--- Stated exercise ---
Copy the following lines word for word, with no changes.

--- Exercise materials ---
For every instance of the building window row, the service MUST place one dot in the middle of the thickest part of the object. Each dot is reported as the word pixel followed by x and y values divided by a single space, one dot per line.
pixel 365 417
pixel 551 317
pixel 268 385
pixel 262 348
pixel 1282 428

--- Worked solution ---
For every instance of the building window row, the service MUST place one dot in the middle of the thickest part of the object. Each dot is reported as the word pixel followed by x and y values divided by a single space, one dot per line.
pixel 365 417
pixel 551 317
pixel 268 385
pixel 262 348
pixel 1282 428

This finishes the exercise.